BEGIN TEXT SHOWN
Published in Cabarrus Magazine June 2014.
Read the PDF: Williams Cab Mag June 2014
A recent study published in the journal Brain Research, found that the phytochemicals anthocyanins and proanthocyanidins are effective in protecting against the loss of nerve cell function in the brain brought on by Parkinson’s Disease.
One of the lead scientists on the study was Mary Ann Lila, PhD, director of the NC State University Plants for Human Health Institute at the NC Research Campus (NCRC). While Lila concentrates on finding the phytochemicals inside fruits and vegetables that keep people healthy, Leonard Williams, PhD, director of the NC A&T Center for Excellence in Post-Harvest Technologies also at the NCRC, is concerned about the pathogens on the outside of produce that make people sick.
Williams is an expert in food safety, specializing in the study of fooborne pathogens like norovirus, Listeria, salmonella, E. coli and Staphylococcus Aureus. These pathogens cause thousands of illnesses a year and cost millions of dollars in lost productivity. To reduce the chances of these pathogens making you or your family sick, Williams suggests three easy steps:
Williams urges people to wash their produce thoroughly in warm water scrubbing the folds of produce lettuce and crevices of melons meticulously. Remember that pathogens on the outside of produce, when cut end up on the inside.
Eggs, meats and poultry, Williams reminds, need their own space in the shopping cart, grocery bags, refrigerator and during meal preparation.
- Cool and Cook
Refrigerate food promptly, and thaw or marinate food in the refrigerator. Most pathogens grow to dangerous levels within two or less hours at room temperature. Cooler temperatures slow their growth. Heat food, when cooking or keeping it warm, to at least 140 degrees F.
END TEXT SHOWN
BEGIN SOURCE INFORMATION
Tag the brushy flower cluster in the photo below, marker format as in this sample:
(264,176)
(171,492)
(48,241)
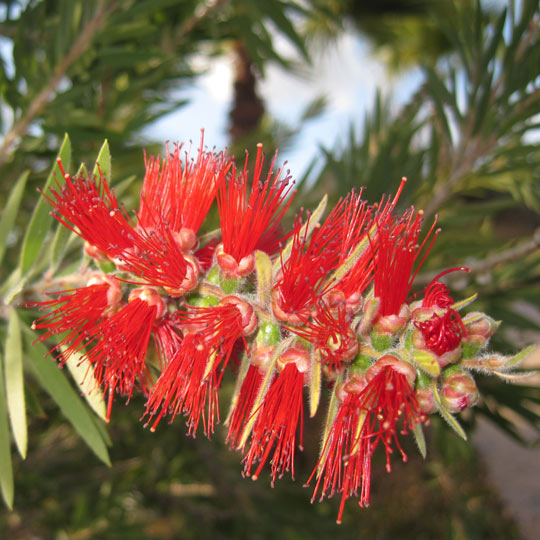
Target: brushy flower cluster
(329,304)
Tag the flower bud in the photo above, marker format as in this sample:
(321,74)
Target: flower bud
(395,363)
(230,267)
(459,390)
(249,318)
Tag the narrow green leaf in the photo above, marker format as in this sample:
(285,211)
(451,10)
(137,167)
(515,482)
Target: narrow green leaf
(13,373)
(242,372)
(83,375)
(263,389)
(103,162)
(40,220)
(333,407)
(263,267)
(450,420)
(10,211)
(61,241)
(57,386)
(122,187)
(6,470)
(315,382)
(418,433)
(427,362)
(518,358)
END SOURCE INFORMATION
_STUDY QUESTIONS:_
[1] Retype the food safety article word for word, starting with "One of the lead" and going on through "make people sick.".
[2] Extend the food safety article, picking up right after its final sentence.
The listing has nothing to do with the food safety article.

_RESULTS OF THE EXERCISE:_
[1]
One of the lead scientists on the study was Mary Ann Lila, PhD, director of the NC State University Plants for Human Health Institute at the NC Research Campus (NCRC). While Lila concentrates on finding the phytochemicals inside fruits and vegetables that keep people healthy, Leonard Williams, PhD, director of the NC A&T Center for Excellence in Post-Harvest Technologies also at the NCRC, is concerned about the pathogens on the outside of produce that make people sick.

[2]
Future of Food Safety
Williams is at the helm of research that has the potential to change the future of food safety. As part of a United States Department of Agriculture grant, he is developing biomaterials with antimicrobial properties. Imagine packaging produce so that dangerous pathogens are eliminated before you bring them home or having countertops manufactured with pathogen-eliminating compounds.
To achieve this, Williams is specifically looking for compounds in plants that have antimicrobial properties. For example, he published in the Journal of Medicinal Food with co-investigators from Alabama A&M University that the perennial herb plant sorrel (Hibiscus sabdariffa), has antimicrobial activity that can inhibit E. coli O157:H7.
“Bacteria have the ability to acquire resistance and mutate consistently. With natural extracts, they have not quite figured out how to change their genetic material to become resistant,” Williams said.
Williams is leading a study to track, test and isolate Verotoxin-producing E. coli (VTEC), Salmonella, Listeria monocytogenes and Staphylococcus aureus on lettuce, green onions, sprouts and spinach in North Carolina, California, the US Midwest and Mexico.
“These products have been implicated in the most recalls,” Williams said. “They are the riskiest at this point. Because we consume fruits and vegetables raw or minimally cooked, we focus on the risky products to bring the most benefit to the consumer.”